Records from a segmentation dataset:
———
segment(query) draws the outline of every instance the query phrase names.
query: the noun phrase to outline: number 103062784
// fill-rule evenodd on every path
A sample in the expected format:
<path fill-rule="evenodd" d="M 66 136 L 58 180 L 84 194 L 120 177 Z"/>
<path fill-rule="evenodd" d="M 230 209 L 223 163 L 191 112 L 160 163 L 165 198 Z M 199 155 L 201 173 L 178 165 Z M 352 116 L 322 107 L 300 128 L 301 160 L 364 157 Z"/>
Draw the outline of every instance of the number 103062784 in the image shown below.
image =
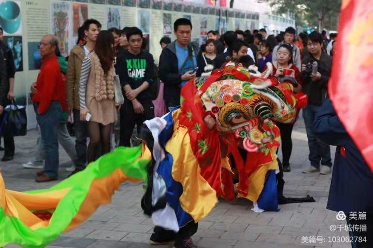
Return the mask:
<path fill-rule="evenodd" d="M 327 238 L 329 243 L 362 243 L 367 242 L 366 237 L 361 236 L 332 236 Z"/>
<path fill-rule="evenodd" d="M 363 243 L 367 242 L 366 237 L 361 236 L 302 236 L 302 244 L 322 244 L 322 243 Z"/>

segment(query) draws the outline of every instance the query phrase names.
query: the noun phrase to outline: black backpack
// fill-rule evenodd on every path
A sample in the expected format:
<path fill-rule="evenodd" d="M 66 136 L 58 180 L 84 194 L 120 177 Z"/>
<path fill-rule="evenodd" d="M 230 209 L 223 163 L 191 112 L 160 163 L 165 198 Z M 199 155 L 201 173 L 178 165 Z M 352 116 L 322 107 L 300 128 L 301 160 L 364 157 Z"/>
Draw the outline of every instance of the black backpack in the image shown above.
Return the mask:
<path fill-rule="evenodd" d="M 153 83 L 150 85 L 150 94 L 152 96 L 152 100 L 156 100 L 158 97 L 159 93 L 159 86 L 161 81 L 158 77 L 158 67 L 154 65 L 154 77 L 153 78 Z"/>

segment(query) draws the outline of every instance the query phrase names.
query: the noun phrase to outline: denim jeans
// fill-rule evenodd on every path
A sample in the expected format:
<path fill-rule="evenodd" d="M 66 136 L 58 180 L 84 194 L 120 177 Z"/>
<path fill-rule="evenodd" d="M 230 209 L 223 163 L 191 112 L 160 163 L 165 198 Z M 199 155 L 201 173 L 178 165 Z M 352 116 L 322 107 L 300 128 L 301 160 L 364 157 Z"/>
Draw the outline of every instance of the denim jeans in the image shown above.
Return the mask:
<path fill-rule="evenodd" d="M 315 121 L 316 113 L 321 107 L 321 105 L 308 104 L 303 109 L 303 118 L 308 139 L 308 159 L 311 162 L 311 165 L 315 168 L 320 167 L 320 161 L 323 165 L 332 166 L 330 146 L 318 139 L 313 131 L 313 122 Z"/>
<path fill-rule="evenodd" d="M 40 114 L 37 113 L 38 106 L 38 104 L 34 105 L 45 152 L 44 172 L 50 177 L 57 178 L 59 164 L 57 126 L 61 120 L 62 109 L 59 101 L 53 101 L 47 111 Z"/>
<path fill-rule="evenodd" d="M 39 135 L 36 141 L 38 149 L 35 152 L 34 164 L 41 163 L 42 164 L 43 161 L 45 158 L 45 152 L 41 140 L 41 136 Z M 67 130 L 66 123 L 65 122 L 60 122 L 57 126 L 57 141 L 75 165 L 77 161 L 77 152 L 74 147 L 74 141 L 73 138 L 70 136 Z"/>
<path fill-rule="evenodd" d="M 75 150 L 77 159 L 75 163 L 76 168 L 83 170 L 87 165 L 87 138 L 88 129 L 86 121 L 80 120 L 80 110 L 74 109 L 74 127 L 75 129 Z"/>

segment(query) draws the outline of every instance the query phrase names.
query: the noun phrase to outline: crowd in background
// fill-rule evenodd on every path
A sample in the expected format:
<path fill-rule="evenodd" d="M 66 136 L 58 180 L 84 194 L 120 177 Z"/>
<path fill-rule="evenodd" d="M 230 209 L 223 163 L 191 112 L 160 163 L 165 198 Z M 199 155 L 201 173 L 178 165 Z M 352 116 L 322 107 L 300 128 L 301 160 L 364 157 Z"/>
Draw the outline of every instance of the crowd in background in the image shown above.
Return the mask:
<path fill-rule="evenodd" d="M 341 165 L 334 166 L 328 208 L 343 209 L 345 212 L 366 209 L 372 196 L 362 186 L 373 186 L 372 173 L 336 119 L 328 99 L 337 34 L 330 34 L 328 39 L 324 31 L 297 34 L 292 27 L 276 36 L 268 34 L 265 28 L 252 32 L 228 31 L 221 35 L 211 30 L 205 44 L 200 46 L 191 42 L 192 28 L 187 19 L 175 21 L 176 40 L 164 37 L 160 41 L 162 51 L 158 65 L 146 49 L 148 41 L 136 27 L 102 30 L 98 21 L 87 20 L 79 29 L 77 44 L 68 58 L 61 56 L 54 36 L 46 34 L 42 37 L 41 66 L 30 87 L 39 135 L 33 159 L 23 165 L 25 168 L 41 169 L 36 172 L 36 181 L 57 179 L 59 143 L 73 162 L 73 166 L 67 169 L 70 175 L 84 170 L 115 147 L 138 144 L 136 137 L 143 122 L 180 105 L 181 89 L 187 82 L 234 63 L 251 73 L 267 74 L 267 77 L 278 80 L 289 76 L 296 86 L 295 92 L 307 95 L 308 104 L 302 115 L 309 165 L 303 173 L 330 173 L 329 144 L 340 145 L 342 141 L 336 138 L 344 135 L 345 147 L 337 151 L 335 163 Z M 11 52 L 1 41 L 2 33 L 0 28 L 0 130 L 4 150 L 1 161 L 6 162 L 14 156 L 12 132 L 2 124 L 5 108 L 14 99 L 15 69 Z M 324 115 L 320 118 L 320 114 Z M 289 171 L 294 123 L 276 124 L 281 138 L 282 168 Z M 346 152 L 344 147 L 352 152 Z M 346 157 L 348 152 L 354 155 Z M 354 168 L 356 166 L 359 169 Z M 354 176 L 356 180 L 348 179 Z M 175 247 L 195 248 L 190 237 L 197 228 L 197 224 L 188 224 L 177 235 L 156 227 L 151 243 L 165 244 L 177 237 Z"/>
<path fill-rule="evenodd" d="M 233 62 L 259 73 L 270 65 L 275 69 L 270 76 L 278 78 L 284 69 L 293 72 L 299 85 L 296 90 L 303 91 L 309 98 L 303 114 L 312 166 L 304 172 L 318 171 L 321 162 L 321 173 L 330 173 L 330 149 L 325 154 L 315 152 L 319 147 L 326 147 L 307 127 L 313 120 L 314 108 L 326 97 L 332 60 L 328 55 L 334 52 L 336 34 L 330 34 L 329 40 L 325 31 L 297 35 L 292 27 L 276 36 L 268 34 L 265 28 L 252 32 L 228 31 L 222 35 L 210 30 L 207 41 L 199 46 L 191 42 L 192 28 L 188 19 L 175 22 L 176 40 L 164 37 L 160 41 L 162 52 L 159 65 L 146 50 L 148 41 L 136 27 L 104 31 L 98 21 L 87 20 L 78 30 L 77 45 L 66 58 L 61 56 L 55 37 L 43 37 L 40 72 L 31 87 L 40 128 L 38 149 L 33 159 L 23 166 L 44 168 L 38 172 L 38 181 L 55 180 L 59 143 L 73 162 L 74 165 L 67 169 L 72 174 L 115 146 L 138 144 L 136 137 L 143 122 L 180 105 L 180 89 L 186 82 Z M 11 53 L 6 44 L 1 46 L 6 62 L 4 77 L 8 79 L 4 84 L 6 95 L 1 98 L 3 108 L 14 99 L 15 71 Z M 316 76 L 306 72 L 306 65 L 314 61 L 318 64 Z M 312 83 L 314 81 L 319 83 Z M 278 123 L 285 171 L 290 171 L 293 124 Z M 14 156 L 14 140 L 11 132 L 5 131 L 6 127 L 2 129 L 5 153 L 2 160 L 7 161 Z M 75 136 L 75 141 L 71 135 Z"/>

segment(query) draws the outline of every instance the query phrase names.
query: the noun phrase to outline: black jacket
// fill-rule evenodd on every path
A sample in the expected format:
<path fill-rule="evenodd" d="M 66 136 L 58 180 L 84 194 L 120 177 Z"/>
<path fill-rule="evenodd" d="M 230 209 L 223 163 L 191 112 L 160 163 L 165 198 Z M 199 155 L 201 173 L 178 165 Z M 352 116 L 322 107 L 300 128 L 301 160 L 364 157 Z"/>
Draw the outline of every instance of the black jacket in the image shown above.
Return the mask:
<path fill-rule="evenodd" d="M 5 107 L 8 103 L 9 79 L 14 77 L 15 67 L 11 51 L 1 41 L 0 51 L 0 105 Z"/>
<path fill-rule="evenodd" d="M 308 104 L 321 105 L 327 97 L 328 82 L 332 70 L 332 57 L 324 52 L 321 54 L 320 60 L 316 59 L 309 53 L 303 59 L 302 62 L 303 65 L 316 61 L 317 71 L 321 74 L 320 80 L 313 82 L 305 72 L 301 73 L 303 91 L 308 96 Z"/>
<path fill-rule="evenodd" d="M 134 89 L 140 87 L 146 81 L 149 87 L 141 92 L 136 98 L 143 103 L 152 99 L 150 88 L 154 78 L 154 60 L 153 55 L 145 50 L 141 50 L 135 55 L 125 50 L 116 57 L 116 73 L 119 76 L 122 90 L 126 84 L 129 84 Z M 125 95 L 123 91 L 123 95 Z M 128 100 L 124 97 L 125 101 Z"/>
<path fill-rule="evenodd" d="M 0 46 L 2 43 L 0 41 Z M 7 94 L 9 91 L 9 80 L 6 75 L 6 64 L 4 53 L 0 49 L 0 105 L 3 107 L 7 104 Z"/>
<path fill-rule="evenodd" d="M 227 51 L 216 56 L 215 61 L 215 68 L 220 68 L 225 62 L 230 60 L 232 58 L 232 52 L 228 48 Z"/>
<path fill-rule="evenodd" d="M 372 212 L 373 173 L 345 129 L 330 100 L 325 100 L 319 109 L 313 123 L 315 134 L 326 144 L 337 146 L 326 208 L 346 213 Z"/>
<path fill-rule="evenodd" d="M 216 54 L 221 54 L 224 53 L 225 49 L 224 44 L 219 40 L 217 40 L 215 42 L 216 44 Z"/>
<path fill-rule="evenodd" d="M 182 75 L 179 73 L 175 43 L 173 41 L 165 47 L 159 58 L 159 78 L 165 84 L 163 98 L 171 106 L 180 104 Z M 191 43 L 195 54 L 199 53 L 198 46 Z"/>

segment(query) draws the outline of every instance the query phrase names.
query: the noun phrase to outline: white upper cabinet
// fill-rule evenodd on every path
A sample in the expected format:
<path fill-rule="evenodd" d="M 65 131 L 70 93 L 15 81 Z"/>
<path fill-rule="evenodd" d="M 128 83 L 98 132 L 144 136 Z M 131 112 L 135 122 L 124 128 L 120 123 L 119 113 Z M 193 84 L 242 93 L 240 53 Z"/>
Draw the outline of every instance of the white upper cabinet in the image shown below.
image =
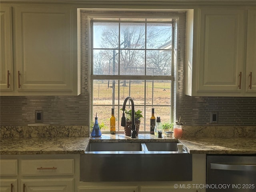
———
PROBLEM DESCRIPTION >> Retype, without any changes, the lines from the first one above through the line that holds "153 83 L 150", including both. Omit the pictures from your copy.

SOLUTION FOR THIS PROBLEM >>
segment(query) draws the outline of every instance the query phrase names.
query: the noun phrase to outline: number 103062784
// fill-rule evenodd on every path
A sample in the expected format:
<path fill-rule="evenodd" d="M 66 136 L 58 180 L 84 194 L 120 177 Z"/>
<path fill-rule="evenodd" d="M 230 209 L 223 163 L 191 112 L 160 163 L 165 198 Z M 199 155 L 201 173 L 178 165 Z M 352 116 L 322 107 L 300 128 L 301 160 L 364 157 Z"/>
Draw the outline of every instance of the number 103062784 in the image shown below.
image =
Return the mask:
<path fill-rule="evenodd" d="M 327 238 L 329 243 L 362 243 L 367 242 L 366 237 L 361 236 L 332 236 Z"/>
<path fill-rule="evenodd" d="M 363 243 L 367 242 L 366 237 L 361 236 L 302 236 L 302 244 L 322 244 L 322 243 Z"/>

segment(query) draws the outline of every instance the query phrase names.
query: the noun phrase to outline: black backpack
// fill-rule evenodd on every path
A sample in the expected format:
<path fill-rule="evenodd" d="M 66 136 L 58 180 L 84 194 L 120 177 Z"/>
<path fill-rule="evenodd" d="M 230 209 L 223 163 L 191 112 L 160 163 L 165 198 Z M 199 155 L 201 173 L 178 165 Z M 352 116 L 322 107 L 300 128 L 301 160 L 364 157 Z"/>
Draw the outline of every instance of the black backpack in the image shown above.
Return the mask:
<path fill-rule="evenodd" d="M 153 83 L 150 85 L 150 94 L 152 96 L 152 100 L 156 100 L 158 97 L 159 93 L 159 86 L 161 81 L 158 77 L 158 67 L 154 65 L 154 77 L 153 78 Z"/>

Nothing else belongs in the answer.